| Required actions |
1. In the parenting thread, what did the 15-year-old daughter have to do when her father came home drunk?
2. Pick up the parenting thread after its final sentence and continue writing it.

| Selected extract |
2006-10-02 04:41:06 · 16 answers · asked by Anonymous in Family & Relationships Marriage & Divorce

THIS IS FOR THE IDIOT PILOT GUY...I LET THEM GO STAY WITH THE DAD SO THAT THEY COULD GO TO THIE SCHOOL OF CHOICE...ITS NOT LIKE I LOST CUSTODY OF THEM YOU IDIOT....AND I HOPE YOU ARE NOT CALLING MY KIDS LIARS!

2006-10-02 05:05:10 · update #1

For all the skeptics...he has had a domestic arrest that i didnt know about before kids went to live with him..if i had know before hand i would have not let them go....he is hardly ever home and he comes home so drunk that he cannot walk and my 15 yr old daughter had to help him get to bed....i could go on..

2006-10-02 05:19:50 · update #2

kids can push and test huh? so if they are bad its ok for thier dad to pick you up by your shirt and throw u on the couch...if that is acceptable to you you need help

2006-10-02 05:21:29 · update #3

16 answers

Try to get them involved with some type of activity or group so that they are not at their fathers house for as many hours. The less that they are there, the less of a chance they'll get shoved around. Also, tell them to call the cops anytime their dad touched them, but to do it discreetly so not to anger him more in the process. Drinking can be a very dangerous thing when the drinker has a temper.

2006-10-02 04:45:37 · answer #1 · answered by AmsterF 3 · 0 1

There will be times when you may have to grab a teenage girl by the arm and place her in her room. As far as the son, the most effective calming manuever is to grab them by the shirt and holding their feet 6" off the floor. As for the kids there was absolutely no way that the pair of them were even remotely disrespectful or combative was there. This is becoming a kids vs. father battle and the child solution is run away to mommy who will not make them tow the line. The sad part is that you are buying it hook line and sinker. You called CPS based upon this? You heard what they thought. What you can do here is ask yourself why he has primary custody. If you have a problem with his form of discipline you call him first and tell him what the reports are and talk to him first. To do any differently makes you into one of their pawns. The other question you must ask yourself is this, If I buy into this and let them move in how do I handle them when they pull the teenage mouth with me?

| Data for analysis |
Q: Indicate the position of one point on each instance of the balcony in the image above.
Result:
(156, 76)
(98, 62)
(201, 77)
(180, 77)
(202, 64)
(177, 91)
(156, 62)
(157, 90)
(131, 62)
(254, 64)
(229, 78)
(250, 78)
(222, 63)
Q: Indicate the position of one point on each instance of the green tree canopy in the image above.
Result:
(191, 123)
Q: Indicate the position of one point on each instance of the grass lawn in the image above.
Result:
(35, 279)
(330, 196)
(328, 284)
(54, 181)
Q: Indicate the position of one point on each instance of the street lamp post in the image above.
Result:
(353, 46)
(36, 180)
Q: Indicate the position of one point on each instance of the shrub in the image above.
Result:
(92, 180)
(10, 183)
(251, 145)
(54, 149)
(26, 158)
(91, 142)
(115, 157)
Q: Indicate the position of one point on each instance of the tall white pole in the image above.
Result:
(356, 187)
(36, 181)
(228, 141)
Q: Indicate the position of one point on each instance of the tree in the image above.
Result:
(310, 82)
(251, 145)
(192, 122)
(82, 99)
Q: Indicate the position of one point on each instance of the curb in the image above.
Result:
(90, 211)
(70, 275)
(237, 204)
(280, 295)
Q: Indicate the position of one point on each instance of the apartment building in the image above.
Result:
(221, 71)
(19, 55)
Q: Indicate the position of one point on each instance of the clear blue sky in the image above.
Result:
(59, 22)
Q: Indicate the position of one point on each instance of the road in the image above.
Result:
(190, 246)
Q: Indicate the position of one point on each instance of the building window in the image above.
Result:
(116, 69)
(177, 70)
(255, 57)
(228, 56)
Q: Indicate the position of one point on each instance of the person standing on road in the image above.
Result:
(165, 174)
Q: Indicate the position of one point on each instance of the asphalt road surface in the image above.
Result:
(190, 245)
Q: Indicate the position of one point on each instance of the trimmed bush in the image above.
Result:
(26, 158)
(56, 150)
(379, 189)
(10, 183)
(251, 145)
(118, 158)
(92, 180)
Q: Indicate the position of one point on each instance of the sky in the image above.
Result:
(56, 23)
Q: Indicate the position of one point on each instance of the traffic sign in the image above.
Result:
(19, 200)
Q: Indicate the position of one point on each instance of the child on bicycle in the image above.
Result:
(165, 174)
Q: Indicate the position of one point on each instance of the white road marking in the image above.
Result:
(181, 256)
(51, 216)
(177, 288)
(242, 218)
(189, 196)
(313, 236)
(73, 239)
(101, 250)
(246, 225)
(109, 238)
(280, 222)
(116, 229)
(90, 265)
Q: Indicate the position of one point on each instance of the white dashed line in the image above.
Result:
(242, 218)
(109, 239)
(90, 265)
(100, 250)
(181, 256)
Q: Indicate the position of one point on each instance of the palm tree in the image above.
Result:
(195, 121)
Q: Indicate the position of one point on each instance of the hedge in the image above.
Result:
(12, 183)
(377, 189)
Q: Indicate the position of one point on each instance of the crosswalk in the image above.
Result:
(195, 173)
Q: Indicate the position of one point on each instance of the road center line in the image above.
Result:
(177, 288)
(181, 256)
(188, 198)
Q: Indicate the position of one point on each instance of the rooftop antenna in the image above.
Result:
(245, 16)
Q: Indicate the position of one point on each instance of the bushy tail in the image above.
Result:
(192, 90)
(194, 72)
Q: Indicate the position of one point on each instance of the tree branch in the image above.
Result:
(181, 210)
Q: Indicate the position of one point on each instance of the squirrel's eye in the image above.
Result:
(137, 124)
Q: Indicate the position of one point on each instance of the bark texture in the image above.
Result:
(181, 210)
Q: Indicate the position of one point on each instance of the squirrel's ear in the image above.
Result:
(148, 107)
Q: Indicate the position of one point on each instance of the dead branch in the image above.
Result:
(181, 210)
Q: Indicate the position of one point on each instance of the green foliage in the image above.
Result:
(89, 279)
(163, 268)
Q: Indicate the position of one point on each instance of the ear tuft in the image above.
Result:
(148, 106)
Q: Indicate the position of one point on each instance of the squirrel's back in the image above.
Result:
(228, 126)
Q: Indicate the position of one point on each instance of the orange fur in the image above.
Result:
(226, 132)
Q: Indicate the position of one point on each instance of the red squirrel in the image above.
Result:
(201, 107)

| Expected results |
1. She had to help him get to bed because he was so drunk he could not walk.

2.
The reality of your situation is that your children are probably not the little angels you think they are. Having to get physical with children is often necessary and the "spare the rod theroy" holds water today.
You are most likely being played so they can escape the demands of the custodial parent. You had better make sure that you have all the facts before dragging him back into court. Most likely you will come out as the manipulated party here.

There is one other concept here. You have come onto an answer board and set up one side of this argument so everyone lends you some sort of moral support. Then you respond with remarks in argument for everyone who disagrees with your side. It seems that you are becoming a party to a further fight with your EX. Please do not add us to your fight because you don't like our opinion. As for abuse, broken bones and blackeyes now that's abuse. What you described here does not even approach the level of abuse that the courts get involved in. You had best take a hard look in the mirror and review your motives here. Because to take this back into court will bring your motives into question. Its a little late to tell people you have their best interest at heart when you gave up custody to him so they could go to the school they wanted.
Were you really looking for honest advice or just those who will say he's a bad guy?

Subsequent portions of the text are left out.